Copy the records word for word, starting at the line that contains "Task: indicate one point per instance of the red plastic" and continuing to the end of the records.

:: EXERCISE INPUTS ::
▬▬▬▬▬▬▬▬▬▬

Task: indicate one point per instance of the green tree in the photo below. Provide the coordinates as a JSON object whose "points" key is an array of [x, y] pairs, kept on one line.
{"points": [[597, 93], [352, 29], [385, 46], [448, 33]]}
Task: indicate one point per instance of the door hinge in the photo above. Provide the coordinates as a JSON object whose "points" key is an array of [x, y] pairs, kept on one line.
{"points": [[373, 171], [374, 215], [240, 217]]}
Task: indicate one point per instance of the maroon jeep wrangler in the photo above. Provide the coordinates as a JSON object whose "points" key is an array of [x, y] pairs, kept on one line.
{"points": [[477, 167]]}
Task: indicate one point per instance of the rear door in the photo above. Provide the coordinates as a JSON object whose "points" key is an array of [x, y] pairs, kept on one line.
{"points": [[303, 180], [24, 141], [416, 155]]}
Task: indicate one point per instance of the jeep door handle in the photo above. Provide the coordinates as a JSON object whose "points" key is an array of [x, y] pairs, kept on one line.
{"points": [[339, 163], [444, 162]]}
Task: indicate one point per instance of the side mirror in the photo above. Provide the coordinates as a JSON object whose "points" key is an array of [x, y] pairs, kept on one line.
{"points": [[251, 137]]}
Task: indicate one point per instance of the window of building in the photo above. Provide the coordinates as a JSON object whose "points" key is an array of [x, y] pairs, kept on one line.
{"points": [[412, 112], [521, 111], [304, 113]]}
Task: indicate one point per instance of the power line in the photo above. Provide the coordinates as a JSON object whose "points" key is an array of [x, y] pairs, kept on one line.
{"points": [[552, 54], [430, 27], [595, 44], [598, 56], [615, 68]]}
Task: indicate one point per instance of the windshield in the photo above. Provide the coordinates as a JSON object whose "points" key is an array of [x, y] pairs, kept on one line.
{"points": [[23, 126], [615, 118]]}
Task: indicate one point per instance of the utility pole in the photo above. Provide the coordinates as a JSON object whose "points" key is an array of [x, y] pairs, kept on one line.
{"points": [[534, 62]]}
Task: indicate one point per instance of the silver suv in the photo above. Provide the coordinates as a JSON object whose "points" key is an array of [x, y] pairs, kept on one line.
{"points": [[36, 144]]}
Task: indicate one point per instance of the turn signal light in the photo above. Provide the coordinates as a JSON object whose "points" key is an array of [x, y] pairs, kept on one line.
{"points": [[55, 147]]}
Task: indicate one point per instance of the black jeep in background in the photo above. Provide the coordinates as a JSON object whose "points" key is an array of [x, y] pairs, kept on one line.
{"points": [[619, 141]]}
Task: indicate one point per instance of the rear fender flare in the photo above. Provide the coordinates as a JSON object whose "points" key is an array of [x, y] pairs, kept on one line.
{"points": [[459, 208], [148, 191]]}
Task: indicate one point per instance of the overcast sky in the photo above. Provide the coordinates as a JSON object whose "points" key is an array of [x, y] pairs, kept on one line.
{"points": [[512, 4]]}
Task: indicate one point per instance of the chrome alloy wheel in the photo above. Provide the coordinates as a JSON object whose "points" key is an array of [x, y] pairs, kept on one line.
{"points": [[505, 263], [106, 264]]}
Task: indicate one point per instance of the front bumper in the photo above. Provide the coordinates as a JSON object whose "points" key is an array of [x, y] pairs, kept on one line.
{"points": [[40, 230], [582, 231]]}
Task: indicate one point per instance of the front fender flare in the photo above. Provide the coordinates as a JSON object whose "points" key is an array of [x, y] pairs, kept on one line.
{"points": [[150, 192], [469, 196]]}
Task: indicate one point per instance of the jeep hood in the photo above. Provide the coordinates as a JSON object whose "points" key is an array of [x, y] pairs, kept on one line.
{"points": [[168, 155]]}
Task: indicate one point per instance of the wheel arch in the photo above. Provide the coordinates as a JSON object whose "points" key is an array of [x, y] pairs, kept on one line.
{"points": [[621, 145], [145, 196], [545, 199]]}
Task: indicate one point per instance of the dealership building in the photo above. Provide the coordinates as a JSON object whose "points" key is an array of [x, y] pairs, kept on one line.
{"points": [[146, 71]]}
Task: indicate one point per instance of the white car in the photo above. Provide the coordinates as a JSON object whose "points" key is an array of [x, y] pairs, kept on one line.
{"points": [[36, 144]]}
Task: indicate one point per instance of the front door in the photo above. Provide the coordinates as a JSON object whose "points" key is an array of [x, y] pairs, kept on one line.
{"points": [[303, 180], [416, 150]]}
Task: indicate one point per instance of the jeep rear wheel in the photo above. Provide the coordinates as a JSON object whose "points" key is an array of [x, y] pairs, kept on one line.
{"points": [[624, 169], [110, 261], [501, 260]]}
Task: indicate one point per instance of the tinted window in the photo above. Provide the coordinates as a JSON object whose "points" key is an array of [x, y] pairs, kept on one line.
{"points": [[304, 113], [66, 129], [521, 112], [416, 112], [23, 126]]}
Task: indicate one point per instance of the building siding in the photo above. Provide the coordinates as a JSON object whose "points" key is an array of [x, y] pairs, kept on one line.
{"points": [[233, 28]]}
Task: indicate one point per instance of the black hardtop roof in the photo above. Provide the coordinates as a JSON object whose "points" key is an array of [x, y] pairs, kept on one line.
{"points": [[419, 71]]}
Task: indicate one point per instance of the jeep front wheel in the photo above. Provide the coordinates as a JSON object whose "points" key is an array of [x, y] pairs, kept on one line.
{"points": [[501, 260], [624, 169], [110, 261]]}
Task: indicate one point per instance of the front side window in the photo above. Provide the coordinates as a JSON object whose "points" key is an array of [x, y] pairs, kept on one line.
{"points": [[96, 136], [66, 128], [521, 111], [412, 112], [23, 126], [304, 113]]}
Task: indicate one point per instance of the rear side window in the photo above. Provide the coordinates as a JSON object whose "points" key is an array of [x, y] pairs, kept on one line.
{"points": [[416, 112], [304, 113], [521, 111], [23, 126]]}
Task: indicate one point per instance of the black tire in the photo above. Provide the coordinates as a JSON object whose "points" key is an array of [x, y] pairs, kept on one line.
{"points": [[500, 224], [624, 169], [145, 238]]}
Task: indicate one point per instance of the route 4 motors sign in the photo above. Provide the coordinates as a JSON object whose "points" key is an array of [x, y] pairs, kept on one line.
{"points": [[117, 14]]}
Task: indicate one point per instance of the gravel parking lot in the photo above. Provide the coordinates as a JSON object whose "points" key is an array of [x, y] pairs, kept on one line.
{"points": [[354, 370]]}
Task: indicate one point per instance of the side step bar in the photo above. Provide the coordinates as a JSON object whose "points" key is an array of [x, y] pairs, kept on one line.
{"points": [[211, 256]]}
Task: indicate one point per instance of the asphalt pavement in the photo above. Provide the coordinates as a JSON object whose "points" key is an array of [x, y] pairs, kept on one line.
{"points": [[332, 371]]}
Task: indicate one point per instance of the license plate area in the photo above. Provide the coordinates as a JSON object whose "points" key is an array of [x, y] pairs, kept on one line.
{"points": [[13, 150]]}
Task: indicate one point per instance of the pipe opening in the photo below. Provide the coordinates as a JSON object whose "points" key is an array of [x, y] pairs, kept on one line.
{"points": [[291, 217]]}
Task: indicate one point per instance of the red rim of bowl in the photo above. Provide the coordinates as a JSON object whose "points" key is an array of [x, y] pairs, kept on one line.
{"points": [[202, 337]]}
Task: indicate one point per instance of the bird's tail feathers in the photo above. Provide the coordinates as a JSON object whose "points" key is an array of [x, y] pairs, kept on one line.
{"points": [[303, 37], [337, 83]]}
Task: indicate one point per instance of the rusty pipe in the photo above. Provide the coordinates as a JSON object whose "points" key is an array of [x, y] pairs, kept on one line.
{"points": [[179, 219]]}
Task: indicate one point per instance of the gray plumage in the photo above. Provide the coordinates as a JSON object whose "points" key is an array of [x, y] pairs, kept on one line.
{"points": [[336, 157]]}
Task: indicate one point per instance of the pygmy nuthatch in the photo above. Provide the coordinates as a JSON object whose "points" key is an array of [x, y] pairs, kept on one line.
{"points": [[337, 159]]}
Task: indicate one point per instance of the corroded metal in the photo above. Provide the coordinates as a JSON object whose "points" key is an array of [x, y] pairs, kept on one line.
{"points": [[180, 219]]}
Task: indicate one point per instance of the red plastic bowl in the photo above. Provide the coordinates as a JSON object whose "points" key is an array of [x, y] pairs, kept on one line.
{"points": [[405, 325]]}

▬▬▬▬▬▬▬▬▬▬

:: EXPECTED OUTPUT ::
Task: indicate one point per instance of the red plastic bowl in the photo above. Provide the coordinates as a JSON object whose "points" key is an array of [x, y] pairs, kept on one line.
{"points": [[405, 325]]}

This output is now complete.